(Bir koleksiyondan saklanmış öğeler)
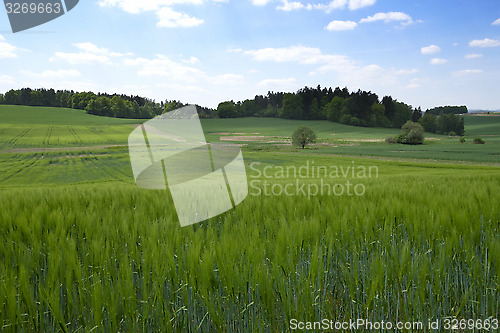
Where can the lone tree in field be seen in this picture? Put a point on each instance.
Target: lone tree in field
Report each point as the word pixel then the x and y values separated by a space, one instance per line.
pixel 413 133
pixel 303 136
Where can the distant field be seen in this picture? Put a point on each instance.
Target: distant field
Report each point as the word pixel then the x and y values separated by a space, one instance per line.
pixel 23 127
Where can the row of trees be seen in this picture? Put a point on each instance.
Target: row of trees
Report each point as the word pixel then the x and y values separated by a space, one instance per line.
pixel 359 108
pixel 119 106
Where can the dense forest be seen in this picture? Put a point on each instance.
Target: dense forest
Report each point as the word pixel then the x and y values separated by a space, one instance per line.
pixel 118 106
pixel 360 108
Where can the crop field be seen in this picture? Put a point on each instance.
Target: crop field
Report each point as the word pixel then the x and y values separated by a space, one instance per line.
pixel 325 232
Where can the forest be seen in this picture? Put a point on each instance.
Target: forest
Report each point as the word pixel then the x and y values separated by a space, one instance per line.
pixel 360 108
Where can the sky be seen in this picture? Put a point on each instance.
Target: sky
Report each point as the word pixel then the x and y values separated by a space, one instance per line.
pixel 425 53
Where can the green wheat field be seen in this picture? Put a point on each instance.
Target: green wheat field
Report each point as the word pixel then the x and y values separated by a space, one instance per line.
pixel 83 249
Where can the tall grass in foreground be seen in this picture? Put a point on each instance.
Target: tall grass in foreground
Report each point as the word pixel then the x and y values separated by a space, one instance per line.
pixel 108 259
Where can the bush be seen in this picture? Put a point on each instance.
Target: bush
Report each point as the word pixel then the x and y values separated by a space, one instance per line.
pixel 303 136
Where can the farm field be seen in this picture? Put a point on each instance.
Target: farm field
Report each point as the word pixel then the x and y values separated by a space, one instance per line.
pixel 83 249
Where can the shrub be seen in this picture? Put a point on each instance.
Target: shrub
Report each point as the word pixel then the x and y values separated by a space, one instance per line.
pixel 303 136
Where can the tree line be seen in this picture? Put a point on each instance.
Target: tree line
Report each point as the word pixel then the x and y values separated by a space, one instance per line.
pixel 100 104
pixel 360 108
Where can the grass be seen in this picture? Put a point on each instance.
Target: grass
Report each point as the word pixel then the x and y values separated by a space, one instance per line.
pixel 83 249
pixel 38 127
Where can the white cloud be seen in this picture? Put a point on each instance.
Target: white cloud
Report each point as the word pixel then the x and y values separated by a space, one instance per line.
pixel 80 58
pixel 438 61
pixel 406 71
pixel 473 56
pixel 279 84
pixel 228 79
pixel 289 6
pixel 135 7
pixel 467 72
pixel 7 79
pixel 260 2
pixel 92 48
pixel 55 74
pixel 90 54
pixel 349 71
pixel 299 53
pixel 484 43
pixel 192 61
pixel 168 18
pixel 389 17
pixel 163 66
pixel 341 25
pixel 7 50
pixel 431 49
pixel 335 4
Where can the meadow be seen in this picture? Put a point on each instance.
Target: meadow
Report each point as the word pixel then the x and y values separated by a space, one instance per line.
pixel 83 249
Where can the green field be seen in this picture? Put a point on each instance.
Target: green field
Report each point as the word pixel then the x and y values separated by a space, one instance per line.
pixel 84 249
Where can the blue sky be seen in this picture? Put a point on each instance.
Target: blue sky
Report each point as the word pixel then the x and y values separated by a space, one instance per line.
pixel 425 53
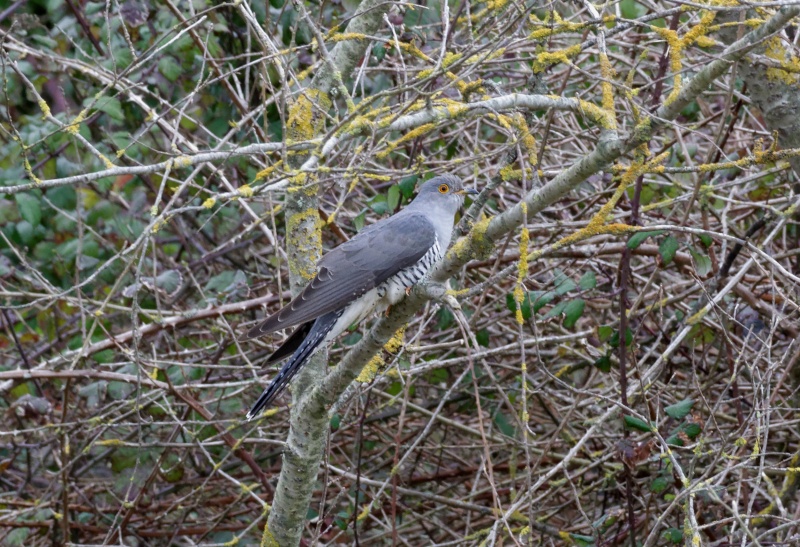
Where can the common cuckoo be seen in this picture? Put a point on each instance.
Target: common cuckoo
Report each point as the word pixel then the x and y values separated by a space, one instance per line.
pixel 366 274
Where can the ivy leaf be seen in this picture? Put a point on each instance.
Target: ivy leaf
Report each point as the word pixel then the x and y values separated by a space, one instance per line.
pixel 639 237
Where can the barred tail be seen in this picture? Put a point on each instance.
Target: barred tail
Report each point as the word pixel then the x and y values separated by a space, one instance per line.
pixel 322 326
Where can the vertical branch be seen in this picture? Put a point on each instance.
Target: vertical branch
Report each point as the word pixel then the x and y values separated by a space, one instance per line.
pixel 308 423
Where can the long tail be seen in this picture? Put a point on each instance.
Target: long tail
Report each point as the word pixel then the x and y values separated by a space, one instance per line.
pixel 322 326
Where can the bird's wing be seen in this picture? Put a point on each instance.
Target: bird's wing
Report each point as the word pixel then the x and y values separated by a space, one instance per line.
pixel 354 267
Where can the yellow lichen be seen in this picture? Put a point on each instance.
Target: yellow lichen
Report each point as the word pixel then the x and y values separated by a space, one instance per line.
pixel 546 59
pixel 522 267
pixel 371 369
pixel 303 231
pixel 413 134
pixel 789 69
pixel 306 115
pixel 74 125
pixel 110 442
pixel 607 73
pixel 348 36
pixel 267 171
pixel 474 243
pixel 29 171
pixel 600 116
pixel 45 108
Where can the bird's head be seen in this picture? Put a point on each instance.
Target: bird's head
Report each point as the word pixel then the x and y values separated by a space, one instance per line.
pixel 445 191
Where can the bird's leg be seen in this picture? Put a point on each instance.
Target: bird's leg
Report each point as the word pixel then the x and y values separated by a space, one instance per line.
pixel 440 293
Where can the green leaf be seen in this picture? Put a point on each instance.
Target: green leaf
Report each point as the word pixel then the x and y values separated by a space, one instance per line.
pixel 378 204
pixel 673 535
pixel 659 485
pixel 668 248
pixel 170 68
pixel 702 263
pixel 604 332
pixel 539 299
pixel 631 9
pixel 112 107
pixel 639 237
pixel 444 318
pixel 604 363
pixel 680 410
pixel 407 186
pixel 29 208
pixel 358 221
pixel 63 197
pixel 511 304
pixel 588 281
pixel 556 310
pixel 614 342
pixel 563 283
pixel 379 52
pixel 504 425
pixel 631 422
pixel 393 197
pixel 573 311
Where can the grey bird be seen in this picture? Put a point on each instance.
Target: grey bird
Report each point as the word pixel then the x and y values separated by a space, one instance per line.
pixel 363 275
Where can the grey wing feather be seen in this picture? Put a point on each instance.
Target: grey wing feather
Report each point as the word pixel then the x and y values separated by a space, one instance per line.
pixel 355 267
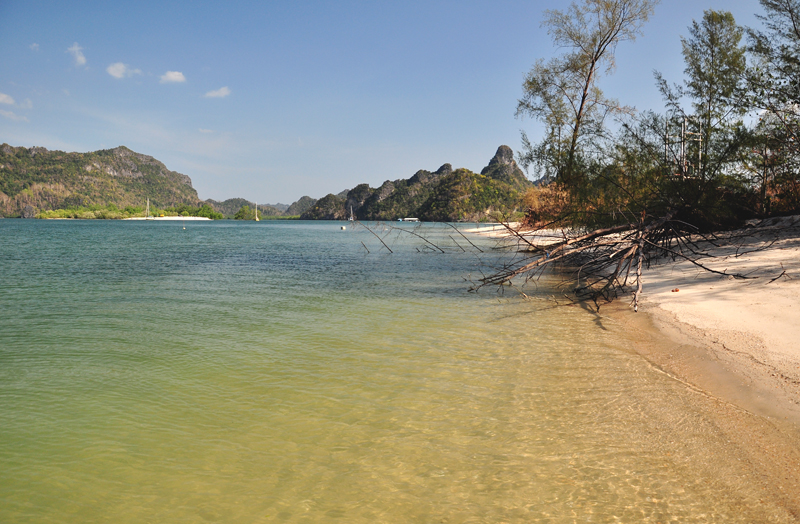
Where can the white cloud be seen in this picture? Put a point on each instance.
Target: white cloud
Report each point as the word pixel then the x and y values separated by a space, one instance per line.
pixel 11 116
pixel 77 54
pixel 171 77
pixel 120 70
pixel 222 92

- _Görev_
Malzemenin tamamında "Put a point" ifadesini "Place a marker" ile değiştirip geri kalan her şeyi olduğu gibi bırakarak satırları yeniden yazar mısın? Resimler cevapta yer almasın.

- _Görev çözümü_
Where can the lone tree in field be seen in this picture? Place a marker on each instance.
Target: lone tree in field
Report each point as the word pixel then the x and y values separated by a space, one instance per line.
pixel 413 133
pixel 303 136
Where can the distant field be seen in this picture? Place a marker on each instance.
Target: distant field
Report each point as the word pixel then the x and y values separated by a space, one instance per line.
pixel 23 127
Where can the row of trees be seen in this picture? Place a marker on each instance.
Target: row of trees
Report each point as the word pixel then the x and y values separated by a space, one instance per line.
pixel 359 108
pixel 119 106
Where can the dense forest be seen in this picture? Place a marker on each instance.
Target: dense forest
Report each point as the word pixel then the x and y values separated by a space, one instance per line.
pixel 118 106
pixel 360 108
Where can the crop field be seen in this picture? Place a marker on each instance.
Target: crop field
Report each point as the word pixel then the x and y values separated by a space, one instance per line.
pixel 325 232
Where can the forest be seen in this picture? Place a marker on each instance.
Target: forest
Report each point as the word pixel then the x and y values separated by a space, one instance per line.
pixel 360 108
Where can the sky be seen in this picture? Place a marker on each instance.
Target: sky
Report each point as the word pixel then the x and y values separated by a space, one instance per line.
pixel 425 53
Where can the green wheat field be seen in this picture? Place a marker on each instance.
Target: green wheat field
Report each point as the word pixel then the x and y values separated by a space, one instance per line.
pixel 83 249
Where can the tall grass in foreground be seen in this picture? Place a marker on each instance.
Target: tall grass in foreground
Report each point as the word pixel then the x and y values separated by a space, one instance per line.
pixel 108 259
Where can the bush be seen in this picture? Place a marker on each instance.
Target: bush
Report each point as the word pixel then the x and y values separated by a space, one instance per line.
pixel 303 136
Where can the farm field be seen in this picture? Place a marker on each instance.
Target: farm field
Report each point as the word pixel then the x and y values separated by a space, one instance per line.
pixel 83 249
Where can the shrub be seen in this picture? Place a marker on each instance.
Target: shrub
Report each point as the word pixel then the x and y values separated by a space, one instance per line.
pixel 303 136
Where can the tree line be seen in this picture? Place a marker on each instance.
Target: tree line
Report each point as the word pixel then the x and y values separated by a space, one instance per line.
pixel 100 104
pixel 360 108
Where can the grass be seen in this picture? Place a marker on each instance.
Target: grass
Report each point as the word pixel then the x and y values separated by a space, one instance per line.
pixel 83 249
pixel 38 127
Where can the white cloud be seen in this picture? Place a marker on each instance.
Target: white cloud
Report each point as the word pixel then the x and y values separated by a space, one instance per line.
pixel 80 58
pixel 438 61
pixel 406 71
pixel 473 56
pixel 279 84
pixel 228 79
pixel 289 6
pixel 135 7
pixel 467 72
pixel 7 79
pixel 260 2
pixel 92 48
pixel 55 74
pixel 90 54
pixel 349 71
pixel 299 53
pixel 484 43
pixel 192 61
pixel 168 18
pixel 389 17
pixel 163 66
pixel 341 25
pixel 7 50
pixel 431 49
pixel 335 4
Where can the meadow be seen in this picture? Place a marker on each instance.
Target: meadow
Report each point as the word pixel then the x and y values separated by a space, one instance per line.
pixel 83 249
Where can the green field be seen in this picture? Place a marker on each instance.
Target: green field
Report each point as the word pixel then the x and y values separated by a space, one instance per line.
pixel 84 249
Where can the blue sky be seen in this picture? Place a marker on each instance.
Target: blue sky
Report each point as the word pixel then the x and y values separated by a space, one instance per line.
pixel 425 53
Where can the common cuckoo be seen in this picture? Place a marker on each instance.
Target: common cuckoo
Report each point as the word pixel then the x and y values separated by a space, one instance per line.
pixel 366 274
Where can the ivy leaf be seen in this picture? Place a marker on each instance.
Target: ivy leaf
Report each point as the word pixel then the x and y values separated by a space, one instance per line.
pixel 639 237
Where can the barred tail be seen in this picture? Place a marker on each instance.
Target: barred tail
Report each point as the word pixel then the x and y values separated by a space, one instance per line.
pixel 322 326
Where can the vertical branch be seen in this picture? Place a marker on each instance.
Target: vertical branch
Report each point as the word pixel then the x and y values separated by a space, one instance per line.
pixel 308 423
Where can the long tail be seen in this picture? Place a marker on each instance.
Target: long tail
Report each point as the word pixel then the x and y values separated by a space, one instance per line.
pixel 322 326
Where can the bird's wing be seen in this picture? Place a marker on each instance.
Target: bird's wing
Report each point as the word pixel then the x and y values separated by a space, one instance per line.
pixel 354 267
Where can the yellow lichen be seen in this picture? Place a marker on each instance.
Target: yellow lichen
Report each point as the word pixel then the x and y values separated by a space, one instance per line.
pixel 546 59
pixel 522 267
pixel 371 369
pixel 303 231
pixel 413 134
pixel 789 69
pixel 306 115
pixel 74 125
pixel 110 442
pixel 607 73
pixel 348 36
pixel 267 171
pixel 474 243
pixel 29 171
pixel 600 116
pixel 45 108
Where can the bird's head be seen in this picture? Place a marker on each instance.
Target: bird's head
Report each point as the word pixel then the x and y values separated by a space, one instance per line.
pixel 445 191
Where can the bird's leg be seen in this picture? Place a marker on each instance.
Target: bird's leg
Report each point as the word pixel then the x and y values separated by a space, one instance per line.
pixel 440 293
Where can the green leaf be seen in this picture? Place a marker on each instance.
Target: green leaf
Report each point as the word pixel then the x and y values separated by a space, one instance per line.
pixel 378 204
pixel 673 535
pixel 659 485
pixel 668 248
pixel 170 68
pixel 702 263
pixel 604 332
pixel 539 299
pixel 631 9
pixel 112 107
pixel 639 237
pixel 444 318
pixel 604 363
pixel 680 410
pixel 407 186
pixel 29 208
pixel 358 221
pixel 63 197
pixel 511 304
pixel 588 281
pixel 556 310
pixel 614 342
pixel 563 283
pixel 379 52
pixel 504 425
pixel 631 422
pixel 393 197
pixel 573 311
Where can the grey bird be seen in this picture? Place a marker on each instance.
Target: grey bird
Report each point as the word pixel then the x and y values separated by a space, one instance per line.
pixel 363 275
Where can the grey wing feather be seen in this picture? Place a marker on each instance.
Target: grey wing feather
Report each point as the word pixel then the x and y values separated by a space, one instance per line.
pixel 355 267
Where can the white cloud be seen in this picture? Place a marker on each instance.
Target: white cloud
Report each point as the word pixel then the x and y values separated by a space, one instance per line.
pixel 11 116
pixel 77 54
pixel 171 77
pixel 120 70
pixel 222 92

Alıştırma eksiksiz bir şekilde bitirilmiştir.